Photo-based referring expression data
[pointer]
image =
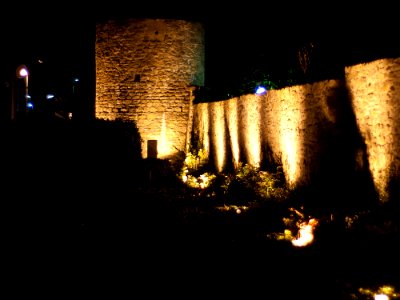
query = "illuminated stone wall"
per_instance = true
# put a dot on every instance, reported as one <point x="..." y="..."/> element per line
<point x="145" y="71"/>
<point x="327" y="131"/>
<point x="375" y="98"/>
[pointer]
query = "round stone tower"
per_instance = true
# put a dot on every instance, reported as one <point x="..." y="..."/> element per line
<point x="146" y="71"/>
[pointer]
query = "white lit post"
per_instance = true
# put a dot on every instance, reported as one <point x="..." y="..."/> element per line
<point x="22" y="72"/>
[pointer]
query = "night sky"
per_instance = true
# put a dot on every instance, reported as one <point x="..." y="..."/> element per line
<point x="240" y="40"/>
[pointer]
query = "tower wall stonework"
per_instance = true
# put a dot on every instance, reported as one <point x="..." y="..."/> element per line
<point x="145" y="72"/>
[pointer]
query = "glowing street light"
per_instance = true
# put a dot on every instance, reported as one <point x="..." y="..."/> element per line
<point x="22" y="72"/>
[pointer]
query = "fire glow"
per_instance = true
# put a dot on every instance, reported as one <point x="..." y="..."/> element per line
<point x="305" y="235"/>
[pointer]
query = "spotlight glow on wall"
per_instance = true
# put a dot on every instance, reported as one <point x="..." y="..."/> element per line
<point x="260" y="90"/>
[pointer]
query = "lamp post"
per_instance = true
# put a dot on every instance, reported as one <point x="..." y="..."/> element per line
<point x="22" y="72"/>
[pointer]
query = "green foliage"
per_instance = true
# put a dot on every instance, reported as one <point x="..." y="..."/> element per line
<point x="249" y="184"/>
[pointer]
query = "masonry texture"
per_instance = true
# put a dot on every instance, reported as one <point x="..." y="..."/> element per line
<point x="145" y="72"/>
<point x="330" y="130"/>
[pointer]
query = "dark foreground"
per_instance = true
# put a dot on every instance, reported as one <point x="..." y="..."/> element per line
<point x="143" y="246"/>
<point x="76" y="225"/>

### [EXERCISE REQUIREMENTS]
Make an exact copy of the data above, pictures excluded.

### [FINISHED TASK]
[pointer]
image =
query = "illuminated stone wall"
per_instance = true
# put a dot on every instance, reported as one <point x="..." y="..."/> element per line
<point x="145" y="71"/>
<point x="327" y="131"/>
<point x="375" y="98"/>
[pointer]
query = "round stone tower"
per_instance = true
# put a dot on every instance, reported as one <point x="..." y="..."/> element per line
<point x="146" y="71"/>
[pointer]
query = "white lit post"
per_instance = true
# put a dot on every instance, reported as one <point x="..." y="..."/> element per line
<point x="22" y="72"/>
[pointer]
query = "night sky"
per_instance = true
# put a dot on every instance, reported as one <point x="..." y="..."/> element per line
<point x="240" y="40"/>
[pointer]
query = "tower wall stonework"
per_instance = true
# put a dot on every instance, reported as one <point x="..." y="..."/> element per line
<point x="145" y="72"/>
[pointer]
query = "glowing street light"
per_instance = true
# put a dot on every instance, reported as one <point x="..." y="..."/> element per line
<point x="22" y="72"/>
[pointer]
query = "fire glow"
per_instance = true
# put a dot on every instance, reported as one <point x="..." y="..."/> element per line
<point x="305" y="235"/>
[pointer]
query = "spotlight glow on wall"
per_instance = true
# put a dot on every instance, reported as one <point x="..." y="..."/> element per line
<point x="260" y="90"/>
[pointer]
query = "lamp post"
per_instance = true
# put a dot on every instance, reported as one <point x="..." y="..."/> element per line
<point x="22" y="72"/>
[pointer]
query = "green foliage"
per_instance = true
# put a dot on every instance, reported as one <point x="..." y="..."/> element per line
<point x="249" y="184"/>
[pointer]
query = "masonry texture"
per_instance = true
# put a dot on every instance, reported as one <point x="..." y="..."/> element per line
<point x="145" y="72"/>
<point x="330" y="130"/>
[pointer]
query = "dark foreground"
per_instance = true
# put a dot on every instance, reported as one <point x="..." y="..."/> element per line
<point x="143" y="246"/>
<point x="76" y="225"/>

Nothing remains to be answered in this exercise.